TASK TO CARRY OUT: Copy out the items word for word, from the line containing "Can you find the cluster" to the line containing "Can you find the white", both of those lines included.

SOURCE MATERIAL:
━━━━

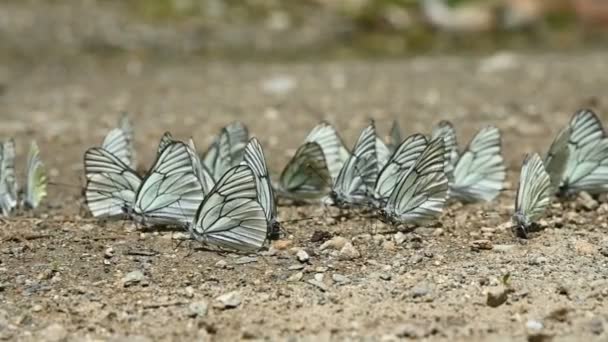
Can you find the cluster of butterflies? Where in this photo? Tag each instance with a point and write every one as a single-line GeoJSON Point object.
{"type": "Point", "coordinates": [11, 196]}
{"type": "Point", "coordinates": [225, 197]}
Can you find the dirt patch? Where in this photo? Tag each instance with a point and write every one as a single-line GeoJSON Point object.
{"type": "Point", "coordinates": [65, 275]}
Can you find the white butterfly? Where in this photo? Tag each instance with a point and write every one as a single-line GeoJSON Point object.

━━━━

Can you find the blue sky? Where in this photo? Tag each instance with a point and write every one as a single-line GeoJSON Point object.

━━━━

WRITTEN REPLY:
Can you find the cluster of butterflies? Where in this photo? Tag each instance with a point and write every one as a single-line GeoJSON Point object.
{"type": "Point", "coordinates": [11, 196]}
{"type": "Point", "coordinates": [225, 197]}
Can you find the dirt patch? Where in this photo? Tag each instance with a point and write every one as a single-line GeoJSON Point object.
{"type": "Point", "coordinates": [65, 275]}
Can you find the white butterfly? Where in this photo? Tag each instance with a point and write every one as a single-line GeoJSON Point object.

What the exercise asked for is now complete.